◆ Goal:
Rewrite the lines below as a numbered list, omitting any blank lines and leaving out the pictures.

####################

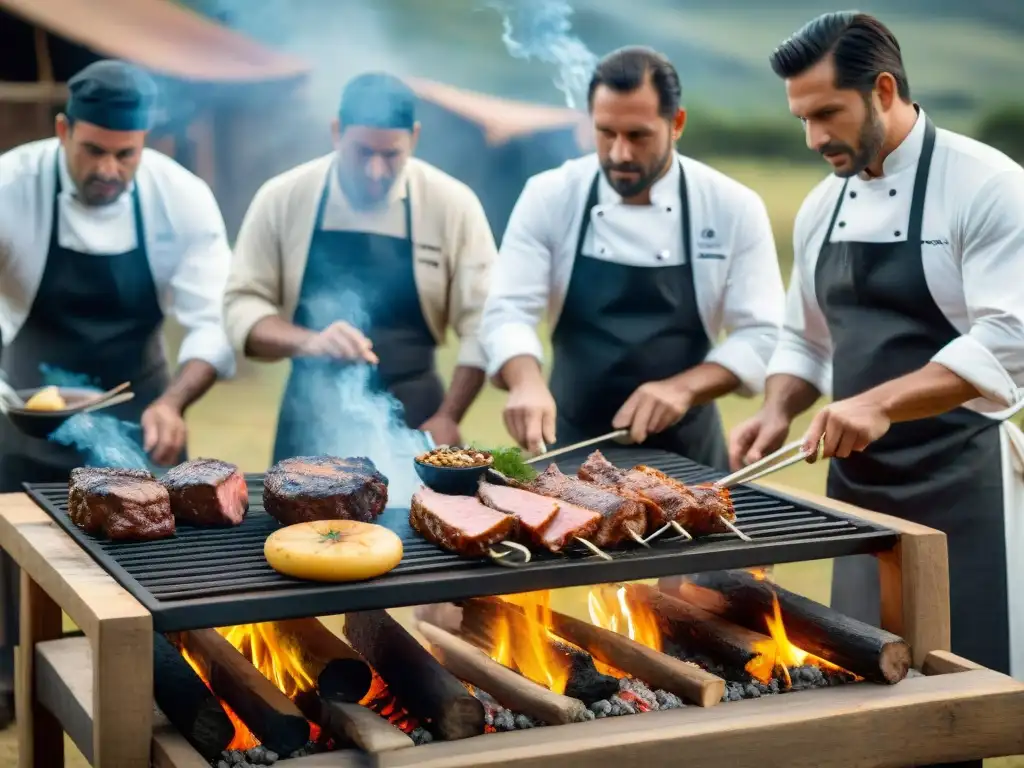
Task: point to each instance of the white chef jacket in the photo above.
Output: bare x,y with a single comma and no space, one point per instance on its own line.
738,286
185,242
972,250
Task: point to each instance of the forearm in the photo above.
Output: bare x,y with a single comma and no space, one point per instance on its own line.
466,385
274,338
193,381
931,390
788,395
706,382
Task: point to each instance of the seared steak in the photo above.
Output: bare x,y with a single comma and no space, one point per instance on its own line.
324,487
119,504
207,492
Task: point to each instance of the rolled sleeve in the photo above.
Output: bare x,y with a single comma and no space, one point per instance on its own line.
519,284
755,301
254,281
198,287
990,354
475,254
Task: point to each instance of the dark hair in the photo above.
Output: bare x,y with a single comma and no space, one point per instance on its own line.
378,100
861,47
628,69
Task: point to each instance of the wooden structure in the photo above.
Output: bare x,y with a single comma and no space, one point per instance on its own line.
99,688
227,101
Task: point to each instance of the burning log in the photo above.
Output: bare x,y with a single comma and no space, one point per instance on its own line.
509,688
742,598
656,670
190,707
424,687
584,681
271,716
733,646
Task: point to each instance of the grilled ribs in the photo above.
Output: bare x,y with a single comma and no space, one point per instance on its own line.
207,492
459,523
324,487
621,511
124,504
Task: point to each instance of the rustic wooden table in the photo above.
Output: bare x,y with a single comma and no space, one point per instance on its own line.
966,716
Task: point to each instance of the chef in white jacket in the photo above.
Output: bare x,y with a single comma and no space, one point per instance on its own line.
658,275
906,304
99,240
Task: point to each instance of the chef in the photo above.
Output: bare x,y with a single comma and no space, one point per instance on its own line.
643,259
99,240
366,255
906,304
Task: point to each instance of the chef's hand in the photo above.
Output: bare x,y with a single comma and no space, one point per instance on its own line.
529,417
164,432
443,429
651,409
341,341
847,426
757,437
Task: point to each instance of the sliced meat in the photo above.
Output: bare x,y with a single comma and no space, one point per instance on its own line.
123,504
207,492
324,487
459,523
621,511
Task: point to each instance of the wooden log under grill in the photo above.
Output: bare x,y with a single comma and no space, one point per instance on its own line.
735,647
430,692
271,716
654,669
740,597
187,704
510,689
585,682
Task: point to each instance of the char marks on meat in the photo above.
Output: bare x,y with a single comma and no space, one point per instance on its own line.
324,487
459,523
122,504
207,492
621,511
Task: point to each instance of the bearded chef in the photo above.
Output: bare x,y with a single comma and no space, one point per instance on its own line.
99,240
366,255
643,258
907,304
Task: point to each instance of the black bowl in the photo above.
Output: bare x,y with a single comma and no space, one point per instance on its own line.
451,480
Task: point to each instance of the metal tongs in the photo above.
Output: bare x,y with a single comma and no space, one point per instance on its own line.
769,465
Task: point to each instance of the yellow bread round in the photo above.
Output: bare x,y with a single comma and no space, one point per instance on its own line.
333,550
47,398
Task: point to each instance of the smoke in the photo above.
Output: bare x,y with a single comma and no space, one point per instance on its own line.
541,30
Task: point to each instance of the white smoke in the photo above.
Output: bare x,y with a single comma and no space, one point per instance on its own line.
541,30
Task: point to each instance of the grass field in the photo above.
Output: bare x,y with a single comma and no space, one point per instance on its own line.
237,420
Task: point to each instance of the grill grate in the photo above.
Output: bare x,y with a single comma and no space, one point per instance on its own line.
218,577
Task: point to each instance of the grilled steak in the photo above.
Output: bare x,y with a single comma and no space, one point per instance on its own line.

####################

◆ Exercise response:
1. Task: point to each instance of the white chef jacket in the photo above.
2. Output: bare x,y with a single comma and no space, one point per instance on its own line.
3. 738,286
4. 185,242
5. 972,250
6. Task: point to each instance of the forearm in the photo above.
7. Output: bare x,y with a single comma and no space, one point per instance on its own line.
8. 466,385
9. 274,338
10. 193,381
11. 931,390
12. 788,395
13. 706,382
14. Task: point to each instance of the seared steak in the photo above.
15. Output: bare x,y with a single comma and no space, one point per instance on its own line.
16. 324,487
17. 119,504
18. 207,492
19. Task: point to each instance of the rolled sleeve in the photo above.
20. Output: bare x,y with a single comma and no space, one point per instance on its own line.
21. 519,284
22. 755,301
23. 254,281
24. 198,287
25. 990,354
26. 475,254
27. Task: point to each instance of the dark hair in the photo above.
28. Output: bare x,y with a single comma and no space, one point per instance on its own line.
29. 378,100
30. 861,47
31. 628,69
32. Task: point to each instance of the wooden structure in the photo above.
33. Output: bare x,y with a single comma and no space, one point per instance on its own line.
34. 99,688
35. 227,101
36. Task: point to each instance of the burning log in the photo above.
37. Output: bare x,y with a single comma and no space, one point per instance on its own line.
38. 509,688
39. 742,598
40. 656,670
41. 190,707
42. 424,687
43. 584,681
44. 271,716
45. 733,646
46. Task: point to each instance of the grilled ribs in the photo above.
47. Output: bare x,y with a single comma and no space, one point per instance on its own line.
48. 207,492
49. 459,523
50. 324,487
51. 621,511
52. 124,504
53. Task: point to each instance of the rustic wooden table in the photo above.
54. Output: bare x,y with a single comma and no space, one point per instance on its own line.
55. 966,716
56. Task: point to each instance of the chef in white jacket in the photo above.
57. Output: bare x,y with a single comma and no space, one point per instance on its own line.
58. 658,275
59. 906,304
60. 99,240
61. Task: point to each instance of the chef in the photo above.
62. Output: bare x,y with a single comma and no space, one point per instance on its own line.
63. 643,259
64. 99,240
65. 366,255
66. 906,304
67. Task: point to each instance of the chef's hand in the photo above.
68. Output: bare x,y with a single comma and no space, one point per instance on its own line.
69. 529,417
70. 164,432
71. 443,429
72. 651,409
73. 341,341
74. 847,426
75. 757,437
76. Task: point to each instance of the sliced meat in the photo above.
77. Output: bare x,y with a single comma and no space, one point per instance on its own line.
78. 123,504
79. 207,492
80. 324,487
81. 459,523
82. 621,511
83. Task: point to each instance of the wooden log under grill in the photo above.
84. Output: bare x,y with a single comma and no space, one point per instance on its own line.
85. 735,647
86. 430,692
87. 271,716
88. 654,669
89. 740,597
90. 187,704
91. 510,689
92. 585,682
93. Task: point to each instance of the char marks on meat in the photo above.
94. Output: bare x,y with a single comma and no space, one point per instance on its own line.
95. 324,487
96. 459,523
97. 122,504
98. 207,492
99. 621,511
100. Task: point to each instance of the bearded chef in the photo above.
101. Output: bare x,y with a single comma and no space, one point per instance on its own line.
102. 99,240
103. 366,255
104. 643,258
105. 907,304
106. Task: point to each instance of the black bowl in the photo above.
107. Output: bare x,y with a single comma and no space, one point per instance on its own line.
108. 451,480
109. Task: point to each instance of the metal tongs in the photo above.
110. Output: bare x,y with a single comma and no space, one point per instance on its own line.
111. 769,465
112. Task: point to each instance of the yellow bread round in the photo above.
113. Output: bare x,y with a single comma and no space, one point per instance on its own line.
114. 333,550
115. 47,398
116. Task: point to each instance of the smoke in the photo above.
117. Output: bare x,y with a single comma and no space, one point per instance on its own line.
118. 541,30
119. Task: point to each instance of the white smoke in the photo above.
120. Output: bare x,y with a single comma and no space, one point per instance on its own line.
121. 541,30
122. Task: point to each instance of the grass field in the photo above.
123. Output: bare x,y with a single comma and no space, one point per instance on its own line.
124. 237,420
125. Task: point to each instance of the grill grate in the photo above.
126. Output: bare x,y with a single comma and no space, one point per instance on its own line.
127. 218,577
128. Task: point to each instance of the grilled steak in the photo above.
129. Output: bare x,y with a single comma and no space, one point per instance on its own line.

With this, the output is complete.